**What is needed**
Which lines below contain the word "building"? List every one of them in full, and treat uppercase and lowercase as different.

**Rows**
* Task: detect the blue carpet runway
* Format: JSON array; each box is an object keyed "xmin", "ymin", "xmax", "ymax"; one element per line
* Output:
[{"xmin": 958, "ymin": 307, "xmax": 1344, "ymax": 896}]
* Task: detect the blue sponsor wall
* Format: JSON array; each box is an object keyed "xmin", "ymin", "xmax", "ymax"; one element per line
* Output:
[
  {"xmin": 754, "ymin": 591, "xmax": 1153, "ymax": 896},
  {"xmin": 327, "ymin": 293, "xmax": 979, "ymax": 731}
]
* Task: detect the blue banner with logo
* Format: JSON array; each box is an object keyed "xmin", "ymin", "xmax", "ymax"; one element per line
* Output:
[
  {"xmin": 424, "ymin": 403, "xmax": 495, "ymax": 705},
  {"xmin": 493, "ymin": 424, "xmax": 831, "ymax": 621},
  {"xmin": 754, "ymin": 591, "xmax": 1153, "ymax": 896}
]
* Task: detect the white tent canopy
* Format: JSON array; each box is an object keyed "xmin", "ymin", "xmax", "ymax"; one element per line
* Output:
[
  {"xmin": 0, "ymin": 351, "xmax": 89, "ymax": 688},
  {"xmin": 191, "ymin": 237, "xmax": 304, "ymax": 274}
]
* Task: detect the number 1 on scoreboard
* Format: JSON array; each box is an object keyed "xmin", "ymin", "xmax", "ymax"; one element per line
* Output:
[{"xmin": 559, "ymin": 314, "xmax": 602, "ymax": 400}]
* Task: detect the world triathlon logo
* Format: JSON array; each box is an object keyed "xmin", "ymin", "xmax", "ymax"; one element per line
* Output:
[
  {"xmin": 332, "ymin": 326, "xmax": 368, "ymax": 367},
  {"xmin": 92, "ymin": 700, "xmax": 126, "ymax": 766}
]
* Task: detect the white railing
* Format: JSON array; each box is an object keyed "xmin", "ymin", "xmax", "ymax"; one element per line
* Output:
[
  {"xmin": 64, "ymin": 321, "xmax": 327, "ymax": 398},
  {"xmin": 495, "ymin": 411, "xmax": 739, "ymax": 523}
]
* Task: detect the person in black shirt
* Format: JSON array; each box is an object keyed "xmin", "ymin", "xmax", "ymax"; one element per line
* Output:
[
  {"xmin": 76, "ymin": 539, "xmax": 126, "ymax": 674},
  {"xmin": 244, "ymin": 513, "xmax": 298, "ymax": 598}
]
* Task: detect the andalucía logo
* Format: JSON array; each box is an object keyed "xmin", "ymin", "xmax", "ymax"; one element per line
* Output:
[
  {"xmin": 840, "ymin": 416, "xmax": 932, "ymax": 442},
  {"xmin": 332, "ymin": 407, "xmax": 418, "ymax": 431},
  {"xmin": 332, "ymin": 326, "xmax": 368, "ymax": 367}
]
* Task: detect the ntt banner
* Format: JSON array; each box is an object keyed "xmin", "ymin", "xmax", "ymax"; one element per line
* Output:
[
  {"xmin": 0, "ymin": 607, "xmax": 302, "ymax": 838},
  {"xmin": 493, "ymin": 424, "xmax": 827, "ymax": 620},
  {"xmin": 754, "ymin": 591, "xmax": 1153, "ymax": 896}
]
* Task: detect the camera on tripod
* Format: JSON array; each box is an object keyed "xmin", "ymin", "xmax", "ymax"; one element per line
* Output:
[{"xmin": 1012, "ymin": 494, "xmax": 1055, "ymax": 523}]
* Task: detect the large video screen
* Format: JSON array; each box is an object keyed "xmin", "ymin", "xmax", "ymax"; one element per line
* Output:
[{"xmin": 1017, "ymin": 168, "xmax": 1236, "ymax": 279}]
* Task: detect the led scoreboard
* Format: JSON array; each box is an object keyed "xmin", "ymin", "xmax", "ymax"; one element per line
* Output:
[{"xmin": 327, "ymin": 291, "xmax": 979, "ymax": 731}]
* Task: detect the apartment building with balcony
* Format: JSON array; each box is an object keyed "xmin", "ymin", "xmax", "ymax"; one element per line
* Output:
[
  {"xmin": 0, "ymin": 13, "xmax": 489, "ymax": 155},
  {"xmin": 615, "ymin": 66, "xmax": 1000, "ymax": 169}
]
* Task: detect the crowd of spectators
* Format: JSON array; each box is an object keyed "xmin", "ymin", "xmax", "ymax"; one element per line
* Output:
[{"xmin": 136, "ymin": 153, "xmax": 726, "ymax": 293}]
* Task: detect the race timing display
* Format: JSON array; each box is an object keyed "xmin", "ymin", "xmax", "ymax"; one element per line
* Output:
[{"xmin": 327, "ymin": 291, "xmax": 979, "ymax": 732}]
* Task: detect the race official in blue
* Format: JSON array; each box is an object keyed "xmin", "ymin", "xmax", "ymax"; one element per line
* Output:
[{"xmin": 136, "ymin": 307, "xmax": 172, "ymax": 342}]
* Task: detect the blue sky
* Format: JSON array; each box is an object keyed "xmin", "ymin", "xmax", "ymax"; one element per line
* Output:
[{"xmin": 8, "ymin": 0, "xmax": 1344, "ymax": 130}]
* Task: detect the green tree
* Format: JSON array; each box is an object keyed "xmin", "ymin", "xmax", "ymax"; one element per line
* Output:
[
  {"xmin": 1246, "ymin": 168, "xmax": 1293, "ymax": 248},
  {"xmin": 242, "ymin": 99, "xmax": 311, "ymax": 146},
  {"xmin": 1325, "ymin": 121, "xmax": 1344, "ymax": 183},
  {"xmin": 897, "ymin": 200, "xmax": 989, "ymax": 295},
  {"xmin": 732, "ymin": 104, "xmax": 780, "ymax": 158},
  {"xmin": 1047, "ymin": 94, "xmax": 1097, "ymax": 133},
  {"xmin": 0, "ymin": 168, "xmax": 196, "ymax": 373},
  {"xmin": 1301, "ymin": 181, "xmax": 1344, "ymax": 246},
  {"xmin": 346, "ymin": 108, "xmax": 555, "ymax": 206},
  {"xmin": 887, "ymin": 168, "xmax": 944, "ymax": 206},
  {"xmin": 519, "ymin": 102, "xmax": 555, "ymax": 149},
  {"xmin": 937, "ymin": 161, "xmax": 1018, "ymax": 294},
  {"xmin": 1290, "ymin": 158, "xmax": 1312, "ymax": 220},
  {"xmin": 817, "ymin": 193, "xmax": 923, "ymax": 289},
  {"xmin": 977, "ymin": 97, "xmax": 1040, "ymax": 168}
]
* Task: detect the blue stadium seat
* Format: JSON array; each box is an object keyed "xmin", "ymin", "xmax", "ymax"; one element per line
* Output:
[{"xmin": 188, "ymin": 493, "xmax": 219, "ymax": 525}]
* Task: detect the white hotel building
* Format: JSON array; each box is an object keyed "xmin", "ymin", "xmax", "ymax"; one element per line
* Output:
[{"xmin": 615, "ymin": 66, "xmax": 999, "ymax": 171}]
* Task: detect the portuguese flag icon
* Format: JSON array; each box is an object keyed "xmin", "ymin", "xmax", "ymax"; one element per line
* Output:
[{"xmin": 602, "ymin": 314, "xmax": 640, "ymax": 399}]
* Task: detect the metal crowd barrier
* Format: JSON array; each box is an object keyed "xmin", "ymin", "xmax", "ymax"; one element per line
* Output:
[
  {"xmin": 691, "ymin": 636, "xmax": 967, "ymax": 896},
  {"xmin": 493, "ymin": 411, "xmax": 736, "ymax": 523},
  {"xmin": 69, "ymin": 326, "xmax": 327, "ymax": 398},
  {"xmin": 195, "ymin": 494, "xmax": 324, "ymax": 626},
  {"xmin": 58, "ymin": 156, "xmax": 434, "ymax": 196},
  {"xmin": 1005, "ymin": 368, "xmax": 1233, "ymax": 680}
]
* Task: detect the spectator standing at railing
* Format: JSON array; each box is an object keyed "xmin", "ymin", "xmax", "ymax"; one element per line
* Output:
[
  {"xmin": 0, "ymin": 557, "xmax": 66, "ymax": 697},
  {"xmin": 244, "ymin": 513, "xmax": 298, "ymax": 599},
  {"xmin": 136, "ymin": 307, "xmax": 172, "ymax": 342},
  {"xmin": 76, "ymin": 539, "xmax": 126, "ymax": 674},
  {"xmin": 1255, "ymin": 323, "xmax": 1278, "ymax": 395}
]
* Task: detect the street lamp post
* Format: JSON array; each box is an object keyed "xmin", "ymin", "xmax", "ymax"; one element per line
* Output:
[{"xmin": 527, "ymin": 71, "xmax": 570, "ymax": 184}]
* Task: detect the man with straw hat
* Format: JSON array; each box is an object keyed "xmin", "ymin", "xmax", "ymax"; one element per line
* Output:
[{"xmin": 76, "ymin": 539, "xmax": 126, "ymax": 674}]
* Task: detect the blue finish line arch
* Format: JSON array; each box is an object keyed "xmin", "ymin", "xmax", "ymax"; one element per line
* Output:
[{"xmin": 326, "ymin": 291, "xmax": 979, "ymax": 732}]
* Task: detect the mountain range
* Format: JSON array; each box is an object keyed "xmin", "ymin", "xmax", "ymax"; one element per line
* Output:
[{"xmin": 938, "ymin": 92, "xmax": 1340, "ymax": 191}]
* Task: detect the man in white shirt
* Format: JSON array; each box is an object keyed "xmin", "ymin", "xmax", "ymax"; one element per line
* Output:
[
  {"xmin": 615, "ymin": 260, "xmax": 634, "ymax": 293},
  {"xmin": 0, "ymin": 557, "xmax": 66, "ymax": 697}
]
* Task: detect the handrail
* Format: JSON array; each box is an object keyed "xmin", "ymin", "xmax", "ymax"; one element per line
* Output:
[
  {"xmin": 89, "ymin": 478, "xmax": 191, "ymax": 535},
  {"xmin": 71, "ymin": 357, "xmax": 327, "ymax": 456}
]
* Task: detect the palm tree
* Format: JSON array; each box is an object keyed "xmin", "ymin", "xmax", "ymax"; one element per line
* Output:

**Response**
* Task: detect the apartment building with balcony
* Task: detect the white hotel building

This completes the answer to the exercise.